-- start --

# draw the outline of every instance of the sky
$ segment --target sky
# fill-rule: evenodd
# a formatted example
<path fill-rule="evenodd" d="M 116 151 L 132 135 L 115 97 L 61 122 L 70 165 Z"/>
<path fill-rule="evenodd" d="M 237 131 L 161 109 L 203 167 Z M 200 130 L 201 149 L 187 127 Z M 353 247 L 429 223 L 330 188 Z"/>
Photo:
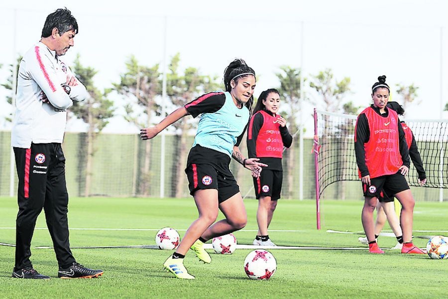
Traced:
<path fill-rule="evenodd" d="M 168 60 L 179 52 L 181 68 L 221 78 L 230 61 L 242 58 L 257 73 L 256 96 L 279 86 L 281 66 L 302 68 L 308 78 L 331 68 L 337 80 L 350 78 L 344 101 L 366 107 L 371 86 L 384 74 L 399 102 L 396 84 L 419 87 L 406 119 L 448 118 L 440 112 L 448 102 L 446 0 L 2 1 L 0 82 L 8 74 L 5 65 L 39 40 L 47 15 L 64 6 L 76 17 L 79 33 L 63 58 L 70 65 L 80 54 L 83 64 L 98 71 L 100 88 L 118 82 L 130 55 L 163 65 L 166 23 Z M 323 106 L 318 95 L 306 92 L 310 100 L 303 121 L 311 132 L 313 108 Z M 0 130 L 10 128 L 3 119 L 10 112 L 7 95 L 0 87 Z M 116 115 L 104 132 L 138 133 L 120 116 L 124 100 L 113 99 Z M 83 128 L 75 122 L 67 130 Z"/>

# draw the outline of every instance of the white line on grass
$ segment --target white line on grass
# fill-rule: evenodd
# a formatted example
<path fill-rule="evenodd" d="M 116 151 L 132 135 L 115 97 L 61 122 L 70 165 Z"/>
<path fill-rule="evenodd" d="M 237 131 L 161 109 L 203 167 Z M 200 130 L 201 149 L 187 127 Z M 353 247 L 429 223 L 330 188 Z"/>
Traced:
<path fill-rule="evenodd" d="M 15 229 L 15 227 L 0 227 L 0 229 Z M 36 227 L 34 229 L 48 229 L 46 227 Z M 158 231 L 160 228 L 71 228 L 69 229 L 70 230 L 99 230 L 99 231 Z M 185 231 L 186 229 L 176 229 L 176 230 Z M 256 229 L 243 229 L 240 232 L 257 232 L 258 230 Z M 270 229 L 270 232 L 289 232 L 289 233 L 299 233 L 304 232 L 306 230 L 275 230 Z"/>
<path fill-rule="evenodd" d="M 158 249 L 157 245 L 122 245 L 116 246 L 82 246 L 79 247 L 70 247 L 72 249 L 95 249 L 95 248 L 144 248 L 149 249 Z M 211 244 L 204 244 L 206 249 L 213 249 Z M 53 248 L 51 246 L 39 246 L 34 247 L 38 249 L 48 249 Z M 246 245 L 238 244 L 236 248 L 239 249 L 321 249 L 321 250 L 365 250 L 366 247 L 300 247 L 300 246 L 257 246 L 255 245 Z"/>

-- end --

THE REQUEST
Please rewrite the listing above as a JSON array of strings with one string per line, omitting blank lines and the pictures.

ANSWER FOR THIS EXERCISE
[
  "# draw the outline of every instance of the sky",
  "$ segment --target sky",
  "# fill-rule: evenodd",
  "# a formatted example",
  "<path fill-rule=\"evenodd\" d=\"M 116 151 L 132 135 L 115 97 L 61 122 L 70 165 Z\"/>",
  "<path fill-rule=\"evenodd\" d=\"M 237 131 L 161 109 L 203 167 Z M 200 130 L 201 149 L 187 127 Z M 353 247 L 429 223 L 330 188 Z\"/>",
  "Photo:",
  "Traced:",
  "<path fill-rule=\"evenodd\" d=\"M 168 60 L 179 52 L 181 68 L 221 78 L 230 61 L 242 58 L 257 73 L 256 96 L 279 86 L 281 66 L 302 68 L 308 78 L 331 68 L 337 80 L 350 78 L 344 101 L 366 107 L 371 86 L 384 74 L 399 102 L 396 84 L 419 87 L 406 119 L 448 118 L 440 112 L 448 102 L 446 0 L 2 1 L 0 82 L 8 74 L 5 65 L 39 40 L 47 15 L 64 6 L 76 17 L 79 33 L 63 58 L 70 65 L 80 54 L 83 64 L 98 71 L 100 88 L 118 82 L 130 55 L 163 65 L 166 23 Z M 323 106 L 318 95 L 306 92 L 310 100 L 303 121 L 311 132 L 313 108 Z M 0 130 L 10 128 L 3 119 L 10 112 L 7 95 L 0 87 Z M 116 115 L 104 132 L 138 133 L 120 116 L 124 100 L 113 99 Z M 83 128 L 75 122 L 67 130 Z\"/>",
  "# draw the outline of every instance of the white line on grass",
  "$ segment --target white line on grass",
  "# fill-rule: evenodd",
  "# a formatted example",
  "<path fill-rule=\"evenodd\" d=\"M 116 151 L 132 135 L 115 97 L 61 122 L 70 165 Z\"/>",
  "<path fill-rule=\"evenodd\" d=\"M 237 131 L 161 109 L 203 167 Z M 200 130 L 201 149 L 187 127 Z M 353 247 L 429 223 L 330 188 Z\"/>",
  "Traced:",
  "<path fill-rule=\"evenodd\" d=\"M 15 229 L 15 227 L 0 227 L 0 229 Z M 36 227 L 34 229 L 48 229 L 46 227 Z M 158 231 L 160 228 L 71 228 L 69 229 L 70 230 L 99 230 L 99 231 Z M 185 231 L 186 229 L 176 229 L 176 230 Z M 256 229 L 243 229 L 240 232 L 257 232 L 258 230 Z M 270 229 L 270 232 L 289 232 L 289 233 L 299 233 L 304 232 L 306 230 L 275 230 Z\"/>",
  "<path fill-rule=\"evenodd\" d=\"M 158 249 L 157 245 L 122 245 L 116 246 L 82 246 L 79 247 L 70 247 L 72 249 L 95 249 L 95 248 L 144 248 L 149 249 Z M 211 244 L 204 244 L 206 249 L 213 249 Z M 53 248 L 51 246 L 39 246 L 34 247 L 38 249 L 48 249 Z M 246 245 L 238 244 L 236 248 L 239 249 L 321 249 L 321 250 L 365 250 L 366 247 L 300 247 L 300 246 L 257 246 L 255 245 Z\"/>"
]